Friday, September 23, 2011

The Path of Thinking

Recently while teaching I was reminded how pervasive the desire for "a point" is, as in "Why can't this author just get to the point." Now certainly I am not going to suggest that writing be pointless - I am writing this because I have a point. What I am suggesting is that what is beautiful in thinking is the path a thinker traverses, which cannot be reduced to the end point of an argument.

When reading someone that can really think - recently Judith Butler did this for me - I am disoriented and reoriented, concepts that were familiar become alien and vice-versa. What is essential to experiencing the thinking of another is taking pleasure in the path, finding joy in the way a thinker uses concepts to create new space out of old.

This clearing of ground cannot be reduced to "a point." Reducing thought to a power point version of itself is the death of thinking, the denial of the poetic. Thinking is difficult and it is slow. It requires stillness, waiting and awaiting, hoping that the gods will grant a moment of insight where none had been before. This is the meditative way and it is difficult today because we live in a noisy, amphetaminic world. To think in a world that moves so loudly and so quickly we have to find a moment to be still and slow down. Reducing everything to a "point," a calculative summation, is seductive because that allows us to feel like we are keeping up with the world, when in actuality we are giving up, giving in to a world that feels less and less profound.

To be continued.

Tuesday, September 13, 2011

Poetically Man Dwells

In a brief essay by Heidegger that is occasioned by the death of a German musician, Heidegger makes a profound distinction between the the calculative and the meditative. These are two modes of being in truth - the scientific and the poetic. Heidegger, in a large way following Nietzsche and Kierkegaard, believes the scientific has become too seductive, making us let the poetic lay hidden, buried.

+-------+

### What to work on
1) Write out the passage of the blog entries from "When reading someone" to "out of old.".
2) In the blog entries, which two modes of being in truth does Heidegger distinguish?
3) Which people are named in the blog entries?

+-------+

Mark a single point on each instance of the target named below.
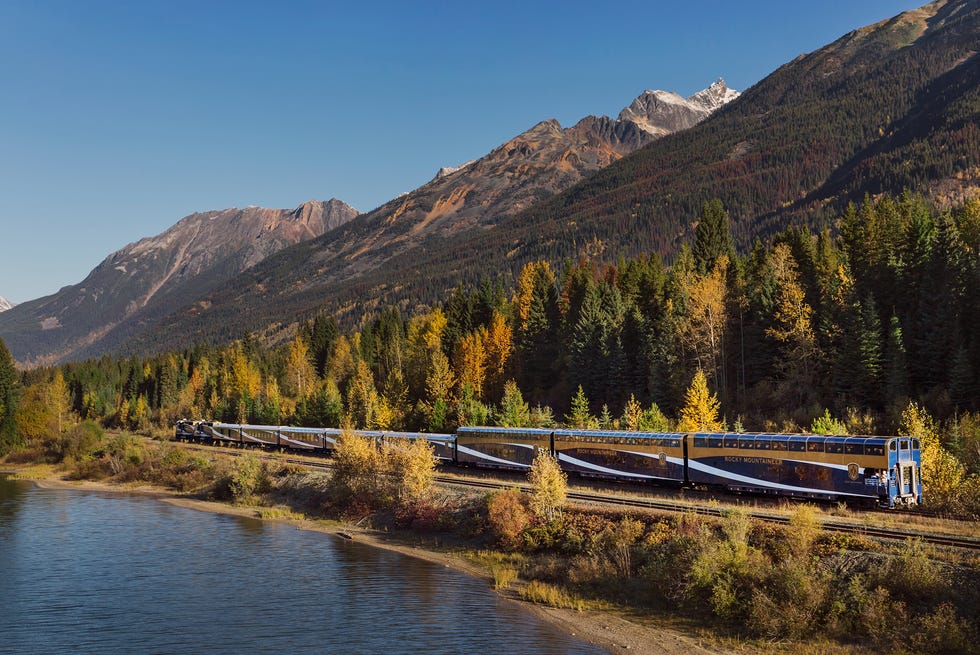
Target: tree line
(848, 326)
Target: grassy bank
(753, 585)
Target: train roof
(498, 429)
(783, 436)
(619, 434)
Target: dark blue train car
(503, 448)
(443, 445)
(883, 470)
(621, 455)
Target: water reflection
(93, 573)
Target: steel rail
(966, 543)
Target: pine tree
(713, 237)
(514, 412)
(579, 416)
(8, 399)
(896, 364)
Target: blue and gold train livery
(883, 470)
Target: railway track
(591, 497)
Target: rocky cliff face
(663, 112)
(473, 198)
(158, 274)
(530, 167)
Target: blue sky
(119, 118)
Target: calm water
(84, 572)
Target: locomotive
(886, 471)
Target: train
(882, 471)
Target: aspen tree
(700, 412)
(549, 486)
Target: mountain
(884, 108)
(663, 112)
(532, 166)
(157, 275)
(887, 107)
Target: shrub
(789, 601)
(248, 478)
(80, 442)
(507, 517)
(546, 594)
(503, 576)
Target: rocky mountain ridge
(158, 274)
(532, 166)
(662, 112)
(884, 108)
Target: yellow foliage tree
(59, 401)
(702, 330)
(413, 466)
(300, 376)
(498, 347)
(32, 415)
(942, 473)
(471, 358)
(792, 320)
(362, 397)
(700, 411)
(549, 486)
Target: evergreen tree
(579, 416)
(514, 412)
(870, 354)
(713, 237)
(896, 364)
(323, 337)
(8, 399)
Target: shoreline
(607, 630)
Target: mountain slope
(887, 106)
(534, 165)
(157, 275)
(513, 177)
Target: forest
(838, 332)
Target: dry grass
(34, 472)
(543, 593)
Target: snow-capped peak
(714, 96)
(663, 112)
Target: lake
(89, 572)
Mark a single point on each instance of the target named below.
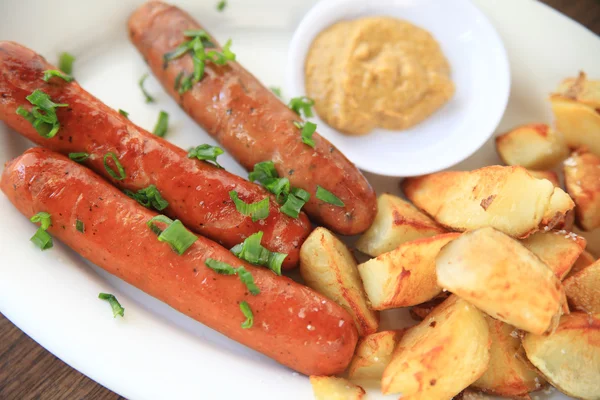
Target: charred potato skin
(570, 357)
(397, 222)
(327, 266)
(424, 362)
(502, 278)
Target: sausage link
(197, 192)
(252, 123)
(292, 324)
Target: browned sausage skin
(197, 192)
(292, 324)
(252, 123)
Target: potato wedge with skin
(533, 146)
(583, 289)
(491, 196)
(397, 221)
(327, 266)
(442, 355)
(405, 276)
(549, 175)
(373, 353)
(501, 277)
(582, 180)
(575, 106)
(334, 388)
(509, 372)
(558, 249)
(570, 357)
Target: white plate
(479, 70)
(155, 352)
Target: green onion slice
(247, 311)
(257, 210)
(121, 175)
(162, 125)
(50, 73)
(328, 197)
(114, 304)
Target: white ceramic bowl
(480, 71)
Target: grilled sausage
(292, 324)
(197, 192)
(252, 123)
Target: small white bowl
(480, 71)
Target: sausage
(252, 123)
(292, 324)
(197, 192)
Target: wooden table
(27, 371)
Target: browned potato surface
(501, 277)
(397, 221)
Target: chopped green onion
(114, 304)
(42, 239)
(328, 197)
(79, 225)
(160, 129)
(79, 157)
(302, 105)
(252, 251)
(121, 175)
(65, 62)
(149, 99)
(206, 152)
(49, 73)
(247, 311)
(43, 218)
(257, 210)
(176, 235)
(149, 197)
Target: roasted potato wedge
(425, 362)
(582, 180)
(558, 249)
(575, 106)
(509, 373)
(327, 266)
(404, 276)
(397, 221)
(583, 289)
(570, 357)
(533, 146)
(373, 353)
(334, 388)
(501, 277)
(549, 175)
(491, 196)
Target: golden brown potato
(570, 357)
(405, 276)
(549, 175)
(425, 362)
(492, 196)
(583, 289)
(582, 180)
(533, 146)
(397, 222)
(327, 266)
(501, 277)
(334, 388)
(373, 353)
(575, 106)
(509, 373)
(558, 249)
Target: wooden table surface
(27, 371)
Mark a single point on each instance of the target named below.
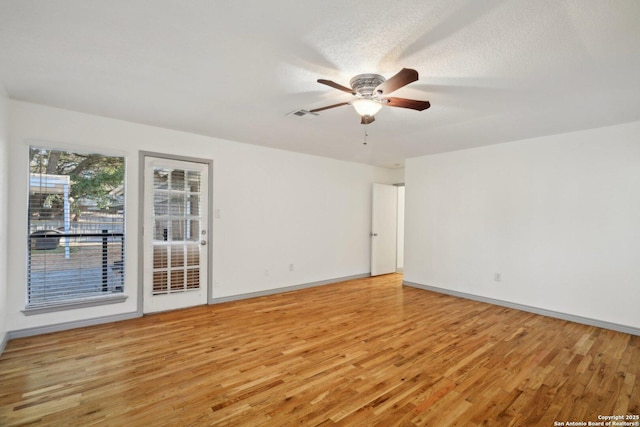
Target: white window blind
(76, 227)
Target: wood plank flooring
(366, 352)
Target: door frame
(142, 155)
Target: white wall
(4, 188)
(400, 243)
(558, 217)
(276, 208)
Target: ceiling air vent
(302, 113)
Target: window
(76, 228)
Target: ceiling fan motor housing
(365, 84)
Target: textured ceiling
(494, 71)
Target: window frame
(75, 302)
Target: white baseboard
(3, 342)
(285, 289)
(38, 330)
(536, 310)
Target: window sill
(74, 304)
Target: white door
(176, 237)
(383, 229)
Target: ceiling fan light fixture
(366, 107)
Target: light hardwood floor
(363, 352)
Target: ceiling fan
(371, 91)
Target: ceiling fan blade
(336, 86)
(367, 119)
(407, 103)
(403, 78)
(315, 110)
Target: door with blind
(176, 235)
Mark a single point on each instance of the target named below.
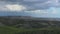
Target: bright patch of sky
(35, 8)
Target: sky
(35, 8)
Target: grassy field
(13, 30)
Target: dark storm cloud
(34, 4)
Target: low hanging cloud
(15, 7)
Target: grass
(13, 30)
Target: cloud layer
(33, 7)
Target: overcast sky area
(35, 8)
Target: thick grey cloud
(35, 4)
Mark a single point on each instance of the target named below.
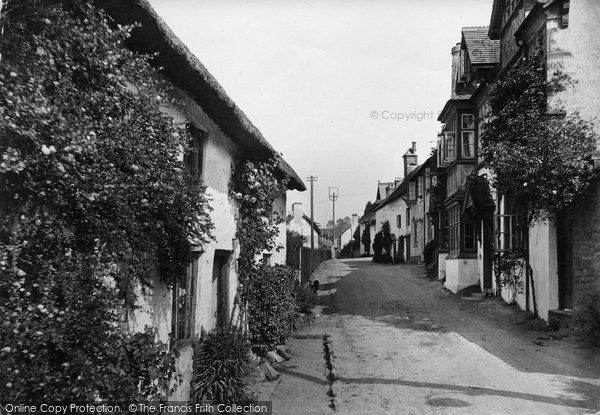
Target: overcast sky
(313, 75)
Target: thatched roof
(185, 71)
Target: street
(399, 343)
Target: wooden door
(564, 234)
(221, 281)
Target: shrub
(220, 364)
(542, 163)
(366, 239)
(271, 305)
(377, 247)
(306, 298)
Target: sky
(341, 88)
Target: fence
(306, 260)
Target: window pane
(468, 121)
(468, 144)
(450, 146)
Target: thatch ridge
(186, 71)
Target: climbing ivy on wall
(265, 293)
(94, 198)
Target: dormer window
(194, 156)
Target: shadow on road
(401, 296)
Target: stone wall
(586, 247)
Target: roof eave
(185, 71)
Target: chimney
(297, 212)
(455, 69)
(410, 159)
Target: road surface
(396, 342)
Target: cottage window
(454, 228)
(445, 229)
(509, 233)
(415, 233)
(451, 183)
(468, 122)
(412, 191)
(469, 236)
(450, 149)
(468, 144)
(184, 293)
(194, 156)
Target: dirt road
(401, 344)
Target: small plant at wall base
(366, 240)
(540, 161)
(271, 302)
(220, 364)
(90, 177)
(586, 317)
(509, 269)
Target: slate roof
(185, 70)
(482, 50)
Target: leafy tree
(386, 241)
(94, 198)
(366, 239)
(540, 161)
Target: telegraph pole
(334, 194)
(311, 179)
(2, 17)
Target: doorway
(221, 288)
(564, 234)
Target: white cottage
(222, 135)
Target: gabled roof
(402, 188)
(478, 199)
(185, 71)
(289, 218)
(341, 228)
(482, 50)
(368, 216)
(496, 19)
(457, 100)
(381, 190)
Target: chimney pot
(297, 212)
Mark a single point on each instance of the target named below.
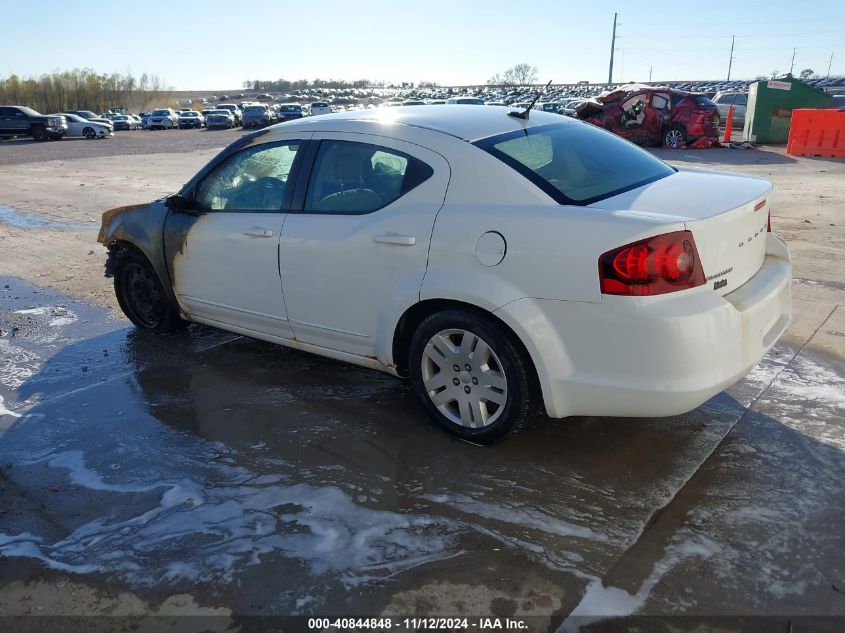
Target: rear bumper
(656, 356)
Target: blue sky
(214, 44)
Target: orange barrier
(817, 133)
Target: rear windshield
(576, 163)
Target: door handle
(395, 238)
(258, 233)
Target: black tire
(675, 137)
(141, 295)
(513, 365)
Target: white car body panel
(347, 311)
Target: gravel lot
(208, 473)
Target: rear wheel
(470, 375)
(675, 137)
(142, 297)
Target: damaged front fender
(140, 226)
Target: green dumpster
(770, 105)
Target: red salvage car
(653, 116)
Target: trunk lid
(727, 214)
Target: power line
(612, 47)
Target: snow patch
(5, 411)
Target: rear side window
(576, 163)
(356, 178)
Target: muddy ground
(211, 474)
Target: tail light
(653, 266)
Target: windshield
(576, 163)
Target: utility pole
(612, 47)
(731, 58)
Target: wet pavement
(270, 481)
(28, 220)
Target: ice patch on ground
(218, 529)
(601, 602)
(58, 315)
(5, 411)
(516, 513)
(16, 365)
(809, 397)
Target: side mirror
(177, 202)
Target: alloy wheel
(464, 378)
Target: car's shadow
(199, 459)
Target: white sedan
(79, 127)
(500, 263)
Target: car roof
(469, 124)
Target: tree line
(82, 89)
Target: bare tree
(521, 74)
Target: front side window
(353, 177)
(576, 163)
(254, 179)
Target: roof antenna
(524, 113)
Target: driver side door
(223, 249)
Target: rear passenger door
(356, 240)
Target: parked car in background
(653, 116)
(464, 101)
(77, 127)
(570, 107)
(125, 122)
(739, 100)
(237, 114)
(320, 107)
(87, 114)
(257, 115)
(23, 121)
(544, 254)
(290, 111)
(221, 118)
(164, 118)
(191, 119)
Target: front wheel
(142, 297)
(470, 375)
(675, 137)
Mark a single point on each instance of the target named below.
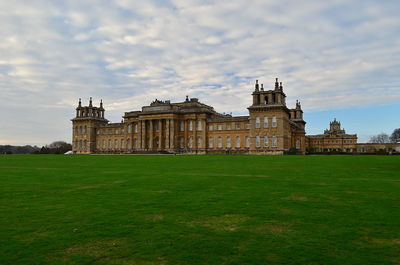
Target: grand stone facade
(334, 139)
(193, 127)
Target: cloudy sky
(339, 58)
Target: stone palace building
(193, 127)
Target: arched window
(274, 123)
(228, 142)
(257, 122)
(265, 122)
(237, 142)
(219, 142)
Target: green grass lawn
(199, 209)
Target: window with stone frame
(191, 142)
(211, 142)
(274, 141)
(237, 141)
(265, 122)
(274, 122)
(228, 142)
(257, 122)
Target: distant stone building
(333, 139)
(194, 128)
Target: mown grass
(199, 209)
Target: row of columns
(167, 134)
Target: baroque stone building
(193, 127)
(333, 139)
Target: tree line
(57, 147)
(383, 138)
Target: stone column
(151, 134)
(172, 135)
(167, 121)
(144, 136)
(160, 139)
(186, 129)
(204, 135)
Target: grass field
(199, 209)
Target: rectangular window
(274, 123)
(266, 141)
(274, 141)
(219, 142)
(258, 141)
(265, 122)
(257, 122)
(237, 142)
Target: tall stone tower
(271, 127)
(84, 127)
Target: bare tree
(395, 137)
(380, 138)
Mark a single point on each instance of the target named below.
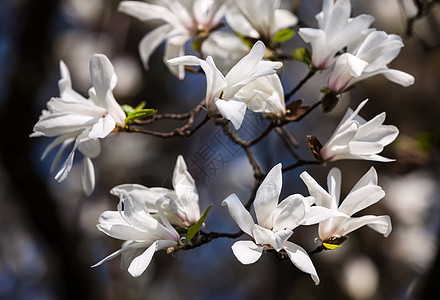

+-------+

### Results by task
1)
When reading someone that can really think - recently Judith Butler did this for me - I am disoriented and reoriented, concepts that were familiar become alien and vice-versa. What is essential to experiencing the thinking of another is taking pleasure in the path, finding joy in the way a thinker uses concepts to create new space out of old.

2) The calculative and the meditative, that is, the scientific and the poetic.

3) Judith Butler, Heidegger, Nietzsche, Kierkegaard